Filament: The Work of Bill FitzGibbons and Creighton Michael, 2010. Installation view with two perspectives. Ewing Gallery, University of Tennessee, Knoxville, Tennessee.


Drawing Curtain, 2011. Charcoal- and paper-coated rope with wire connections and video-projected lighting, 95 x 88 x 24”. Gallery 817, University of the Arts, Philadelphia, Pennsylvania.

Drawing Curtain, 2011. Charcoal- and paper-coated rope with wire connections and video-projected lighting, 95 x 88 x 24”. Gallery 817, University of the Arts, Philadelphia, Pennsylvania.

Tapestry * was created with a patchwork of video stills from Filament** and became the lighting source for The Drawing Curtain. The flickering shadows from the video projection animate the space while  suggesting a metamorphic time lapse.


ShadowsTrilogy, was a two-year remote collaboration with a graphic artist and two animators. The piece reveals the limitations of communication, which leads to a sense of isolation often followed by despair. In ShadowsSpeak, one hears someone typing repeatedly; Can you see what I am saying? as the shadows of someone signing the words, Can you hear what I am saying? The typewriter’s cadence paired with the rhythmic passing of shadows further helps in creating a space that is as curious as it is anxiety provoking.

 Shadows Trilogy (Shadows Speak, Shadows Weave, Shadows Past), 2014. Sarah Campbell, Production Manager; animators: Mitchell Williamson and Yan Zhang. Premier screening at the Ho Tung Visualization Lab, Colgate University, Hamilton, New York.


DOUBLE DUTCH: The Wedding Feast video still selection

Double Dutch: The Wedding Feast, 2015. Stills. Jennifer Macdonald, hand-drawn animation and editor; David Biedenbender, composer (original musical score). Premiered at the Allentown Art Museum exhibition PAST/PRESENT: Conversations Across Time, February 22–May 17, 2015. Collection: Allentown Art Museum.


Transdimensional Motifs is a category of digital patterns used in my practice to add context, dimension, and history. Morphic patterns occur by digitally redrawing images of current and previous work from several disciplines with varying degrees of visual connection. Produced by accident, corrupted image patterns happened when I used an obsolete application to open a raw image file. Instead of an image, the application generated a barcode like pattern, which I interpreted as the computer’s “drawing” equivalent to an image. Known later by its abbreviation c.i.p., these algorithmic like patterns would not only expand my marking vocabulary but also give additional definition and associations to my work.

▶ **DATA PROVIDED**
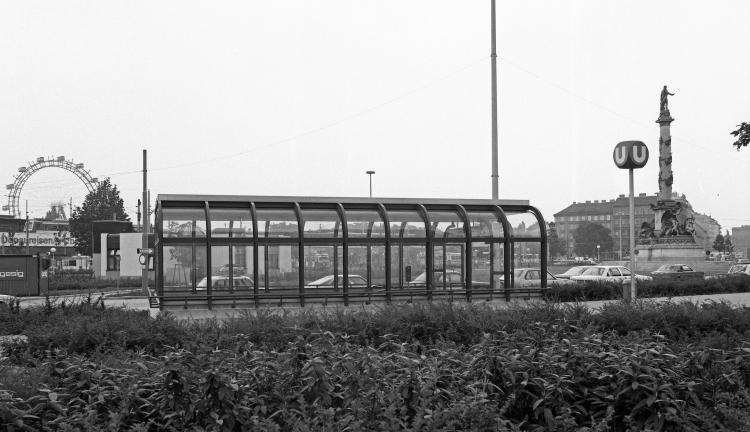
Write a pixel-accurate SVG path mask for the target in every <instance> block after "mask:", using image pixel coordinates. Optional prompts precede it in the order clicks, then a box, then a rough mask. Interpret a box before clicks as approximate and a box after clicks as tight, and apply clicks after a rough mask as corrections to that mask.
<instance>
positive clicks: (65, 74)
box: [0, 0, 750, 229]
mask: <svg viewBox="0 0 750 432" xmlns="http://www.w3.org/2000/svg"><path fill="white" fill-rule="evenodd" d="M747 16H750V2H748V1H747V0H738V1H713V2H707V1H685V0H679V1H653V0H651V1H618V2H616V1H607V2H602V1H559V0H554V1H523V2H519V1H498V3H497V26H498V33H497V50H498V81H499V85H498V101H499V102H498V105H499V115H498V119H499V121H498V123H499V148H500V162H499V163H500V198H508V199H527V200H529V201H530V203H531V204H532V205H534V206H536V207H538V208H539V209H540V210H541V211H542V213H543V214H544V216H545V218H547V219H552V215H553V214H554V213H556V212H558V211H560V210H562V209H564V208H565V207H567V206H568V205H570V204H571V203H572V202H573V201H585V200H596V199H599V200H601V199H611V198H616V197H617V196H618V195H619V194H625V193H627V188H628V176H627V171H625V170H618V169H617V168H616V167H615V165H614V162H613V161H612V151H613V148H614V146H615V145H616V144H617V143H618V142H620V141H625V140H641V141H644V142H645V143H646V144H647V145H648V146H649V149H650V150H651V159H650V161H649V163H648V165H647V166H646V168H644V169H641V170H638V171H636V177H635V189H636V193H649V194H653V193H655V192H657V191H658V180H657V177H658V137H659V131H658V125H657V124H656V123H655V120H656V119H657V117H658V115H659V110H658V109H659V105H658V102H659V94H660V92H661V89H662V86H664V85H665V84H666V85H668V86H669V90H670V91H671V92H673V93H675V96H673V97H671V98H670V101H669V108H670V110H671V113H672V117H674V118H675V121H674V123H672V137H673V156H674V160H673V165H672V168H673V170H674V178H675V182H674V186H673V190H674V191H676V192H680V193H684V194H685V195H686V196H687V198H688V200H689V201H690V202H691V203H692V205H693V207H694V209H695V210H697V211H699V212H702V213H707V214H711V215H713V216H714V217H715V218H716V219H717V220H718V221H719V223H721V225H722V228H724V229H727V228H731V227H733V226H740V225H743V224H750V199H749V195H750V169H749V168H750V148H746V149H744V150H742V151H740V152H737V151H736V150H735V149H734V148H733V147H732V146H731V143H732V142H733V141H734V140H733V137H732V136H731V135H730V132H731V131H733V130H735V129H736V125H738V124H739V123H741V122H743V121H750V55H749V54H750V52H749V51H750V45H748V40H750V38H749V35H748V29H747V25H744V24H743V22H742V17H747ZM489 55H490V2H489V0H483V1H456V0H454V1H439V0H429V1H416V0H412V1H410V0H399V1H384V0H379V1H362V0H360V1H343V0H342V1H331V0H326V1H293V0H286V1H284V2H272V1H265V2H261V1H238V2H230V1H223V2H208V1H205V2H188V1H174V2H166V1H157V2H145V1H141V2H132V1H129V2H124V1H121V2H112V1H91V2H81V1H78V2H38V1H17V2H3V3H2V4H1V5H0V142H1V143H2V149H3V151H2V157H1V158H0V176H2V178H4V181H5V183H4V184H11V183H13V181H14V177H13V176H14V175H15V174H17V170H18V168H19V167H22V166H27V165H28V164H29V162H32V161H34V160H35V159H36V158H37V157H39V156H47V157H51V156H66V157H67V158H68V159H71V158H72V159H74V160H75V161H76V162H81V163H84V164H85V168H86V169H87V170H90V172H91V174H92V175H93V176H96V177H98V178H100V179H103V178H105V177H108V176H109V177H111V179H112V181H113V182H115V183H116V184H117V186H118V187H119V189H120V190H121V191H122V195H121V196H122V197H123V198H124V199H125V202H126V207H127V208H128V211H129V212H131V214H132V216H131V217H132V219H133V220H135V207H136V201H137V200H138V198H140V191H141V187H142V176H141V174H140V172H139V170H140V169H141V168H142V150H143V149H147V150H148V158H149V188H150V189H151V193H152V201H153V200H154V199H155V197H156V195H157V194H160V193H205V194H241V195H251V194H252V195H303V196H308V195H313V196H354V197H356V196H367V195H368V193H369V190H368V176H367V175H366V174H365V171H367V170H374V171H375V172H376V174H375V175H374V176H373V195H374V196H382V197H436V198H491V190H492V189H491V178H490V175H491V167H492V163H491V121H490V119H491V105H490V100H491V99H490V96H491V87H490V57H489ZM85 194H86V189H85V187H84V186H83V185H82V184H81V183H80V182H79V181H78V179H77V178H76V177H75V176H74V175H73V174H71V173H69V172H66V171H63V170H59V169H51V168H49V169H45V170H42V171H40V172H39V173H37V174H34V175H33V176H32V177H31V178H30V179H29V181H28V182H27V183H26V185H25V186H24V189H23V192H22V196H21V199H22V201H24V200H29V211H30V213H31V215H32V216H36V217H41V216H43V215H44V213H45V211H46V209H47V208H48V206H49V204H50V203H51V202H53V201H56V200H60V201H64V202H66V203H67V202H68V201H69V200H70V198H72V199H73V204H74V205H77V204H80V203H81V202H82V200H83V198H84V196H85ZM6 200H7V198H3V203H4V204H5V201H6Z"/></svg>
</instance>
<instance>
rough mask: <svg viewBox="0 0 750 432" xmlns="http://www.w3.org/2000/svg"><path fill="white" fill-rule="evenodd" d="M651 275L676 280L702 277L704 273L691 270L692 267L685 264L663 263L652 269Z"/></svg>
mask: <svg viewBox="0 0 750 432" xmlns="http://www.w3.org/2000/svg"><path fill="white" fill-rule="evenodd" d="M651 276H654V277H662V278H672V279H678V280H684V279H692V278H696V279H703V276H704V273H703V272H699V271H695V270H693V269H692V267H690V266H689V265H687V264H664V265H663V266H661V267H659V268H658V269H657V270H656V271H652V272H651Z"/></svg>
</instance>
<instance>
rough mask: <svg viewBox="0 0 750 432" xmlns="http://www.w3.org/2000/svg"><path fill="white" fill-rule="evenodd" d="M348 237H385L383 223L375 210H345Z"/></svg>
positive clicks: (383, 224) (382, 221)
mask: <svg viewBox="0 0 750 432" xmlns="http://www.w3.org/2000/svg"><path fill="white" fill-rule="evenodd" d="M346 224H347V230H348V232H349V238H350V239H354V238H385V224H384V223H383V218H382V217H380V213H378V212H377V211H375V210H350V209H347V210H346Z"/></svg>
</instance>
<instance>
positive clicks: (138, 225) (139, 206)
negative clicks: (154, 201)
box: [138, 198, 141, 232]
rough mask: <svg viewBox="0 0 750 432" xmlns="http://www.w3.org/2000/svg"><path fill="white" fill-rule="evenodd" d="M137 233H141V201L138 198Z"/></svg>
mask: <svg viewBox="0 0 750 432" xmlns="http://www.w3.org/2000/svg"><path fill="white" fill-rule="evenodd" d="M138 231H139V232H140V231H141V199H140V198H138Z"/></svg>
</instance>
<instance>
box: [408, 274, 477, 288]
mask: <svg viewBox="0 0 750 432" xmlns="http://www.w3.org/2000/svg"><path fill="white" fill-rule="evenodd" d="M462 281H463V277H462V276H461V273H459V272H457V271H453V270H447V271H446V272H445V275H443V272H441V271H436V272H434V273H433V275H432V283H433V284H434V285H435V289H446V290H457V289H463V287H464V283H463V282H462ZM426 285H427V272H423V273H422V274H420V275H419V276H417V277H416V278H414V280H412V281H410V282H409V283H407V286H408V287H410V288H411V287H421V286H426ZM471 287H472V288H483V289H486V288H489V287H490V283H489V282H479V281H472V282H471Z"/></svg>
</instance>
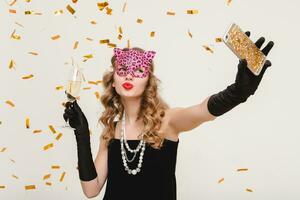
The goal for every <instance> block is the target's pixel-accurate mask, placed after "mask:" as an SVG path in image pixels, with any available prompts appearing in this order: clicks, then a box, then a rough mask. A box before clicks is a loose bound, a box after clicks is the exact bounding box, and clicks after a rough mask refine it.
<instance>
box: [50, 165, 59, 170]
mask: <svg viewBox="0 0 300 200" xmlns="http://www.w3.org/2000/svg"><path fill="white" fill-rule="evenodd" d="M51 169H60V166H59V165H52V166H51Z"/></svg>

▶ **WHAT YOU NEED TO DO**
Continue the passage about the installations, videos and digital patterns from the point where it ends.

▶ **ANSWER SPACE**
Examples of morphic patterns


Examples of corrupted image patterns or c.i.p.


By using a combination of deferred and direct marking episodes within a single work, Backchannel begins to expand my visual language. Adding digital transfer* as collage to my process, these drawing panels become an album of personal marking history with residue from my sculpture process and motifs digitally distilled from earlier three–dimensional drawing installations. Backchannel, while employing much of the conceptual and tangible information acquired from earlier explorations within drawing’s jurisdiction, continues to pursue novel pathways of discovery with unique mixtures of analog and digital techniques. 

Backchannel 111, 2011. Layered glue and acrylic with digital transfer on panels, 48 x 24”.

Backchannel 211, 2011. Layered glue and acrylic with digital transfer on panels, 48 x 24”.

Backchannel 411, 2011. Layered glue and acrylic with digital transfer on panels, 48 x 30”.

Backchannel 811, 2011. Layered glue and acrylic with digital transfer on panels, 48 x 24”.

In the summer of 2003, I met Patti Brady while teaching acrylic painting at the Anderson Ranch Art Center in Colorado. A few years later, her book Rethinking Acrylic: Radical Solutions for Exploiting the World’s Most Versatile Medium, with its information on “image transfers,” opened exciting new approaches for mark-making, including the ability to combine marking episodes from various time periods, creating new contexts for interpretation.